• [Exercise instructions]
Search the data for the word "glossy" and copy out every line that has it.

• [Input data]
────────
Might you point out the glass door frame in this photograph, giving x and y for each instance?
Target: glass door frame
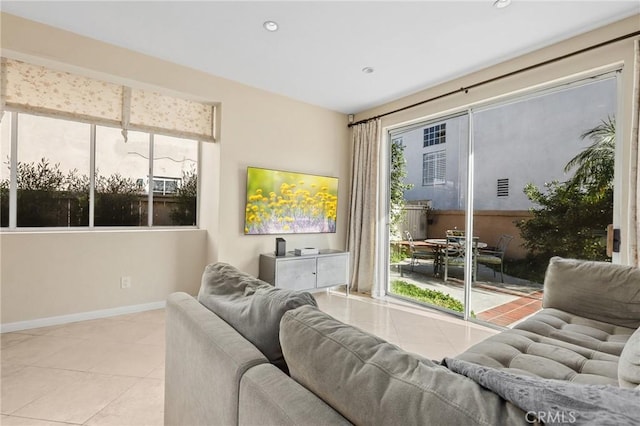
(390, 132)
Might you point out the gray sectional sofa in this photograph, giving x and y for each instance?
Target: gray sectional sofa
(268, 356)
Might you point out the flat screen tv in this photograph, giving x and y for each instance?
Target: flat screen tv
(280, 202)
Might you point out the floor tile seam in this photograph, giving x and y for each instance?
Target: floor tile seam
(46, 420)
(97, 373)
(112, 401)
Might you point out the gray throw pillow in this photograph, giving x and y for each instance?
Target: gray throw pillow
(629, 363)
(251, 306)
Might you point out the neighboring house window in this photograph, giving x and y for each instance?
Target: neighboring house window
(435, 135)
(56, 183)
(434, 168)
(503, 187)
(165, 186)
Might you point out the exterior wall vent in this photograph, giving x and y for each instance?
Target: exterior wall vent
(503, 187)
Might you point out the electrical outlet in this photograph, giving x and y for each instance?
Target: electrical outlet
(125, 282)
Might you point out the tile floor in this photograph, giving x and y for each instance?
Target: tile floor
(111, 371)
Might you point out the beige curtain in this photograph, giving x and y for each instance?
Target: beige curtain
(634, 190)
(364, 207)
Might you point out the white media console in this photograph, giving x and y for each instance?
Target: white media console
(328, 268)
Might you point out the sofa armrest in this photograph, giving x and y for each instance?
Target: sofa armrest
(270, 397)
(205, 360)
(597, 290)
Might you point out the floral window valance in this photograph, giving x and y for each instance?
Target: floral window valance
(39, 90)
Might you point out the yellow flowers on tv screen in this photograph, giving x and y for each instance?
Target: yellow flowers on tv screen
(280, 202)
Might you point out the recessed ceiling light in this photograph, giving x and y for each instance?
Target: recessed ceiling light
(270, 26)
(499, 4)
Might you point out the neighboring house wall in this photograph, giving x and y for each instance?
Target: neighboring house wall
(49, 274)
(525, 142)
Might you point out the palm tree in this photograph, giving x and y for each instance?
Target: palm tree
(595, 164)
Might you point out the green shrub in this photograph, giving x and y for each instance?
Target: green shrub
(433, 297)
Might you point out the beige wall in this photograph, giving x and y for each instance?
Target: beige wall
(604, 58)
(47, 274)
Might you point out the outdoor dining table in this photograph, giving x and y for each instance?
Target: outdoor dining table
(441, 245)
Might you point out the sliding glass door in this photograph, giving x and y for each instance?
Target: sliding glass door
(480, 200)
(542, 187)
(428, 188)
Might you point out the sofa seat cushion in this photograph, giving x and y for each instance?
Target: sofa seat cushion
(583, 332)
(251, 306)
(629, 365)
(555, 345)
(372, 382)
(598, 290)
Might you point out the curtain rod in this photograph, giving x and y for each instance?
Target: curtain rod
(500, 77)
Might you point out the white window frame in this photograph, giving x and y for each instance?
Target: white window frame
(13, 116)
(438, 161)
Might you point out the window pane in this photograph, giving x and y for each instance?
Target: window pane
(53, 172)
(5, 157)
(121, 178)
(175, 166)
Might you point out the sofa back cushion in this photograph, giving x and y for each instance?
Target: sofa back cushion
(251, 306)
(629, 364)
(370, 381)
(598, 290)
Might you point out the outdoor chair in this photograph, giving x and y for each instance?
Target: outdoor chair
(454, 252)
(495, 255)
(416, 254)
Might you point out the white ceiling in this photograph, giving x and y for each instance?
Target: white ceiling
(318, 53)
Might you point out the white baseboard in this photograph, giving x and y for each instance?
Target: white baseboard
(82, 316)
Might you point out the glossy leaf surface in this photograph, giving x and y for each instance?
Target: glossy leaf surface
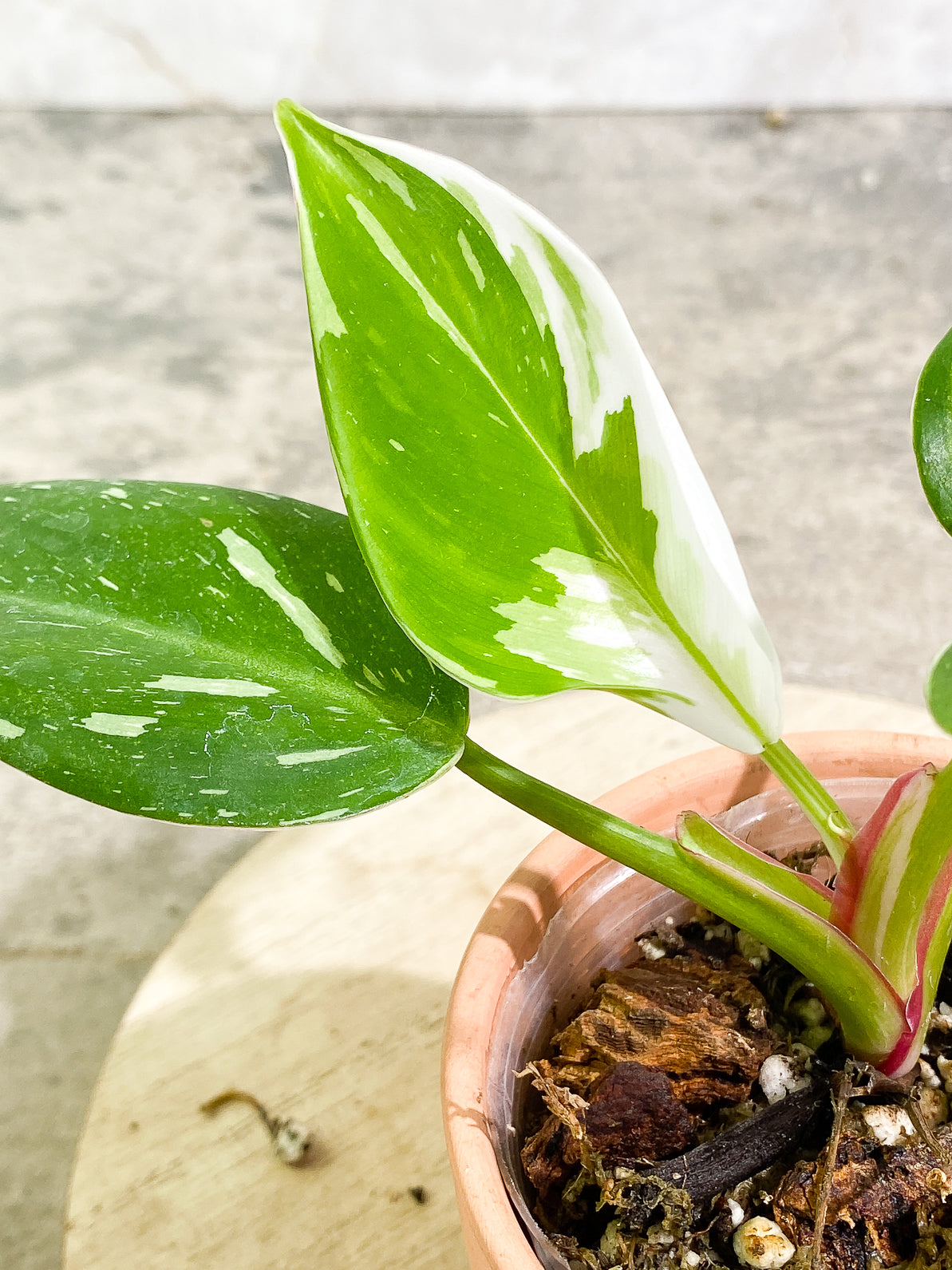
────────
• [Answer]
Might you point out the glossy leaf surface in this photograph, giving x and y for each instance?
Target: glossy leaf surface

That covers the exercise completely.